--- Document excerpt Enclosed Below ---

Not a time to panic nor freeze

As I explained in February, coronavirus is a catalyst not a cause of a much-deserved and synchronized repricing in global asset markets.  If you thought rising corporate security prices the past couple of years were justified, but that recent declines are ‘irrational’, you’ve missed the plot here.  If your financial adviser or manager is telling you this, an independent review of your present holdings (by someone not on the product sales side) is needed stat.

Tumbling yield spreads, crashing oil and freezing capital markets are a triple whammy for Canadian banks that are levered on rising defaults in highly indebted corporations and households.

As I have pointed out many times, financials are the largest sector weight in the TSX (32% of its market cap)–prices down 17% 20% since February, 6% 10% just today (not defensive). The broad market that most portfolios are designed to track must follow suit. It’s just math.

To repeat, dividend-paying stocks (XDV index down 6% 10% just today), preferred shares (-6% -8% today), REITs (-4% -6% today) and corporate bonds (losing, as well), along with the hundreds of mutual funds, ETFs and managers that hold them at every price, are a massive capital risk widely held in Canadian portfolios.

Now is not a time to panic nor freeze.  Sober financial review and risk-management are critical to surviving and thriving through full market cycles. (See:  It’s time to put mindfulness back in financial planning).  It’s not too late to be proactive in your fate.

--- End of Enclosed Document excerpt ---
--- Data under study Enclosed Below ---

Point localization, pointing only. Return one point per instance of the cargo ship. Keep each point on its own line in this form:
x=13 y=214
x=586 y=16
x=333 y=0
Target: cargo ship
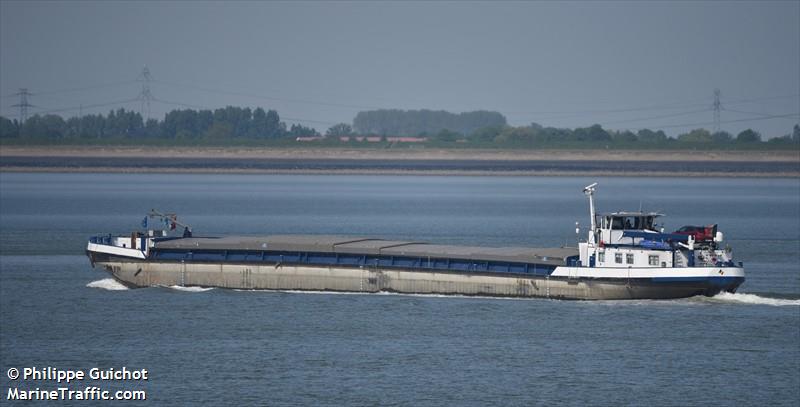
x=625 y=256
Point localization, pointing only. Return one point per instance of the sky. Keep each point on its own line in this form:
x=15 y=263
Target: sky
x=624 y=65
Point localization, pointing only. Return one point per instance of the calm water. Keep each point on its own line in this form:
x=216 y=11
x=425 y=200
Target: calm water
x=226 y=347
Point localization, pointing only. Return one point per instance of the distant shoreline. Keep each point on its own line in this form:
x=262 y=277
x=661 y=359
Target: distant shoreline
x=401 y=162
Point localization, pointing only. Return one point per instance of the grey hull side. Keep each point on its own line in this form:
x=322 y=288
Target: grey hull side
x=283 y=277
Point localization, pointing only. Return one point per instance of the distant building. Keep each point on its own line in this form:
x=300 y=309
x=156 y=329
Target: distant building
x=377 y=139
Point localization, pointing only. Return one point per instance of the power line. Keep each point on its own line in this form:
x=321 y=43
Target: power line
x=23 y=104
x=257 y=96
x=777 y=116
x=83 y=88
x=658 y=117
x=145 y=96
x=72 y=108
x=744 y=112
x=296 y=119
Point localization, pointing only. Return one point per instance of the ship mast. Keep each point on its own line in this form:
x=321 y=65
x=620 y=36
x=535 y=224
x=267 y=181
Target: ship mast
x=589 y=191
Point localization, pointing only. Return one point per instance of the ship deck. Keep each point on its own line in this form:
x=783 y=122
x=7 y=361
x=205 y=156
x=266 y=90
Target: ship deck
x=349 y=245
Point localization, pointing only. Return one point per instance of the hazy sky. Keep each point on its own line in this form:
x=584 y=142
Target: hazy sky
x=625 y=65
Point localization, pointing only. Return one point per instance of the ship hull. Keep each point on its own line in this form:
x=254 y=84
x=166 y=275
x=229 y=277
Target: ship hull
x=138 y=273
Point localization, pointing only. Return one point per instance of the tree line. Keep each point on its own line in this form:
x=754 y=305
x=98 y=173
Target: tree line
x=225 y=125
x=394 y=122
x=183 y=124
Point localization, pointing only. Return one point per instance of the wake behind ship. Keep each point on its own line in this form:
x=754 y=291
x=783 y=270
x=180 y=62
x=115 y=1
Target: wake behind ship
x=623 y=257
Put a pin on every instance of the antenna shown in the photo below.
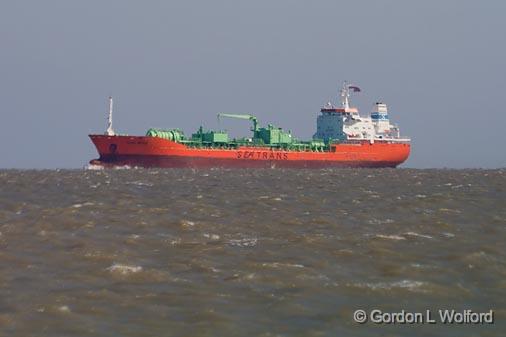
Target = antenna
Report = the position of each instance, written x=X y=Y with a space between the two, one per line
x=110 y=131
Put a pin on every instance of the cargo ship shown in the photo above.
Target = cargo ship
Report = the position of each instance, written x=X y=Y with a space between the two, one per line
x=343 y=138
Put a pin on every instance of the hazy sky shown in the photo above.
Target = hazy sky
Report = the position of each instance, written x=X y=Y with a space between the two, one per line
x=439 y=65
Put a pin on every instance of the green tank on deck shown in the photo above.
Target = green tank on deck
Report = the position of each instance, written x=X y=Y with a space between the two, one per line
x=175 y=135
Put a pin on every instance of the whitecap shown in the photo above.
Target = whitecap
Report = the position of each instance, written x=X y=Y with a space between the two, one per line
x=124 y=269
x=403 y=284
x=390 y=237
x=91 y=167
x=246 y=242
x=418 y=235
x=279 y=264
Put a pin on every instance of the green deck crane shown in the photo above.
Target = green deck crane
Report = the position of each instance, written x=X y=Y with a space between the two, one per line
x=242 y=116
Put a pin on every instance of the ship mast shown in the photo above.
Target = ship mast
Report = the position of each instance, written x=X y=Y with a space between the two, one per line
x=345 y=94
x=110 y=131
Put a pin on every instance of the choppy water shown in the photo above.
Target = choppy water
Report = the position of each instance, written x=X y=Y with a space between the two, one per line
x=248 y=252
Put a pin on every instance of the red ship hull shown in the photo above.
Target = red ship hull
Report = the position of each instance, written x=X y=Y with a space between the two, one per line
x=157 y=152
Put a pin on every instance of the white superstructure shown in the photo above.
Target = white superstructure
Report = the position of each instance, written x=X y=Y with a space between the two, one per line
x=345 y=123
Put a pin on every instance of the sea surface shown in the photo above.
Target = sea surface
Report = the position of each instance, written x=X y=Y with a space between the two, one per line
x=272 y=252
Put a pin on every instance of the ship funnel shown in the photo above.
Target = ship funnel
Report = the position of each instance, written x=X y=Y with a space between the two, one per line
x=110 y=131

--- End of Enclosed Data under study ---
--- Data under study Enclosed Below ---

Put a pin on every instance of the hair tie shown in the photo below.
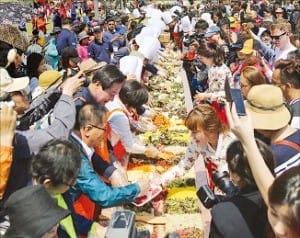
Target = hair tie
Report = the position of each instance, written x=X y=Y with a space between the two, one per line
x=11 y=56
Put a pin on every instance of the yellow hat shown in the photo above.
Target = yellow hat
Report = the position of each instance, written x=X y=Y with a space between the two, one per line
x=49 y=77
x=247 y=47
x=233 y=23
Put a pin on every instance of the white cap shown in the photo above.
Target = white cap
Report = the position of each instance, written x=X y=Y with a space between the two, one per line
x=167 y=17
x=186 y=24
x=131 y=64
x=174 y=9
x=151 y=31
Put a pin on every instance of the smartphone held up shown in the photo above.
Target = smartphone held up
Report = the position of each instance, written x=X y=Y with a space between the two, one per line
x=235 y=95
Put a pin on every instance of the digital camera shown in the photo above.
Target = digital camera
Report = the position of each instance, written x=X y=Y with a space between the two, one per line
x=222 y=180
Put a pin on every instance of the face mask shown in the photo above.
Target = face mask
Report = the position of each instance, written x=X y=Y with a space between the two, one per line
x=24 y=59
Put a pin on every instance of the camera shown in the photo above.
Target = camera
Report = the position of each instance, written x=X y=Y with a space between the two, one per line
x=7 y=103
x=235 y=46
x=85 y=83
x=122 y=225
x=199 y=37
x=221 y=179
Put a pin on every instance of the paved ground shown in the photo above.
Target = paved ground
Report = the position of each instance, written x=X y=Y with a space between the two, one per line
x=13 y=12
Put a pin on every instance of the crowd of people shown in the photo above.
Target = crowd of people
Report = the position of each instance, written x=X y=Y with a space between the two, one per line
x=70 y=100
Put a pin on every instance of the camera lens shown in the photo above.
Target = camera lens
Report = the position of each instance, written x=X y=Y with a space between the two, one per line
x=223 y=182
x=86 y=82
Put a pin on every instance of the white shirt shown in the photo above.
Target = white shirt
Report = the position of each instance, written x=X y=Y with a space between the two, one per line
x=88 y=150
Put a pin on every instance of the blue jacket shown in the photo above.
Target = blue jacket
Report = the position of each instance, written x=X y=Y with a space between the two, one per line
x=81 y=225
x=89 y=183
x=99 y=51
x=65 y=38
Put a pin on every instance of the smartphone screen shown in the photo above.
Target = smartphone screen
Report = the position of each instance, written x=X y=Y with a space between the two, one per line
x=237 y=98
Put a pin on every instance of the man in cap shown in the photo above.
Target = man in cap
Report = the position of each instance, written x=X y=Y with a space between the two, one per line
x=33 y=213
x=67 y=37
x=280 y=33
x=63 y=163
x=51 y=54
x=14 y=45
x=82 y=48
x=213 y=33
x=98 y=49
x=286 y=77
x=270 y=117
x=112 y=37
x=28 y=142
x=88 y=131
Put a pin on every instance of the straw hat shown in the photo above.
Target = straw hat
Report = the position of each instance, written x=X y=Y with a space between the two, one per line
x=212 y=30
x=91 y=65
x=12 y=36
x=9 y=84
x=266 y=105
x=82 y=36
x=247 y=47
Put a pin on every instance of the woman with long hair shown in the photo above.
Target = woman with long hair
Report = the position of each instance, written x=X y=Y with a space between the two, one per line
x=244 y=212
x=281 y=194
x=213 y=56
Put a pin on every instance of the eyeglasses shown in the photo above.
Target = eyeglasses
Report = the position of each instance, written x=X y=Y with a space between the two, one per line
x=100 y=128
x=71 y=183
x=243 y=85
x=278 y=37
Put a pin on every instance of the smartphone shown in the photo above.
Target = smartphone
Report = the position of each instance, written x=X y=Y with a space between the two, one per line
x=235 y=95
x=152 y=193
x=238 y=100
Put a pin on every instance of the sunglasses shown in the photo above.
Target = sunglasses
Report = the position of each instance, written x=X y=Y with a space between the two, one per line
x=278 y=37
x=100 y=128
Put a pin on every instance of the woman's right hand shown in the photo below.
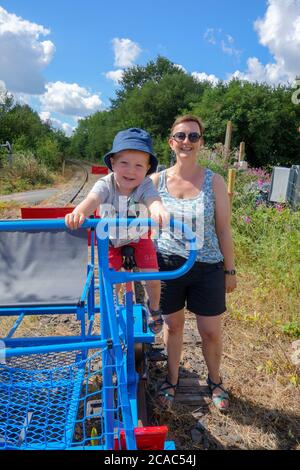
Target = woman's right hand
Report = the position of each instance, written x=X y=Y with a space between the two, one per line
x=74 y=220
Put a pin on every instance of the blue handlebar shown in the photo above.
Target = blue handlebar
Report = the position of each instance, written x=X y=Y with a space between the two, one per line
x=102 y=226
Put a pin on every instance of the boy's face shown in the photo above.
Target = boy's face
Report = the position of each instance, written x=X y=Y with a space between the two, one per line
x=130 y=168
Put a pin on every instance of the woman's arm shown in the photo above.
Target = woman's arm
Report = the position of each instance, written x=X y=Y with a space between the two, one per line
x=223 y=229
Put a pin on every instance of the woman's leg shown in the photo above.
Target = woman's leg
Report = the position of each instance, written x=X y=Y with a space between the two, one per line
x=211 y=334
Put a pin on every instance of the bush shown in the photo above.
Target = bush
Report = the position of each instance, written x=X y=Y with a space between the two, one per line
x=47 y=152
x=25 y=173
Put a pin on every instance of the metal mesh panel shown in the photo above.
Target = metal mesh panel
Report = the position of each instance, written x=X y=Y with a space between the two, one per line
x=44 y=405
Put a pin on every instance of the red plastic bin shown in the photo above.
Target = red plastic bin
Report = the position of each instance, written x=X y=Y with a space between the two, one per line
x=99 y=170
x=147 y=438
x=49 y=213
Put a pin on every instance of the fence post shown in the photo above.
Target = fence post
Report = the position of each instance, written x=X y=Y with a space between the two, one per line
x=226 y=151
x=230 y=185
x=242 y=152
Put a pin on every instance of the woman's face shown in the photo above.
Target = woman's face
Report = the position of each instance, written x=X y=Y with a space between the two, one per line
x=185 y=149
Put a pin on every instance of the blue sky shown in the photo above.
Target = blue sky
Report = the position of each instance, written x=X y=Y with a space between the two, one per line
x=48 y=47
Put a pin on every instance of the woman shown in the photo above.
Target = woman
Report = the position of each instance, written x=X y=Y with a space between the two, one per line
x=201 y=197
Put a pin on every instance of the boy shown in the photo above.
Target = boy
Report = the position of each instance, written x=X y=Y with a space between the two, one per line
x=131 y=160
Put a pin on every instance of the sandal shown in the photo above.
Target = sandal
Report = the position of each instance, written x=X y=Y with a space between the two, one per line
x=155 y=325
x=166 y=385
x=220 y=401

--- End of Enclosed Data under study ---

▶ **Task to carry out**: Reproduce the full market commentary from above, word for word.

▶ **Solution to the exercise**:
Not a time to panic nor freeze

As I explained in February, coronavirus is a catalyst not a cause of a much-deserved and synchronized repricing in global asset markets.  If you thought rising corporate security prices the past couple of years were justified, but that recent declines are ‘irrational’, you’ve missed the plot here.  If your financial adviser or manager is telling you this, an independent review of your present holdings (by someone not on the product sales side) is needed stat.

Tumbling yield spreads, crashing oil and freezing capital markets are a triple whammy for Canadian banks that are levered on rising defaults in highly indebted corporations and households.

As I have pointed out many times, financials are the largest sector weight in the TSX (32% of its market cap)–prices down 17% 20% since February, 6% 10% just today (not defensive). The broad market that most portfolios are designed to track must follow suit. It’s just math.

To repeat, dividend-paying stocks (XDV index down 6% 10% just today), preferred shares (-6% -8% today), REITs (-4% -6% today) and corporate bonds (losing, as well), along with the hundreds of mutual funds, ETFs and managers that hold them at every price, are a massive capital risk widely held in Canadian portfolios.

Now is not a time to panic nor freeze.  Sober financial review and risk-management are critical to surviving and thriving through full market cycles. (See:  It’s time to put mindfulness back in financial planning).  It’s not too late to be proactive in your fate.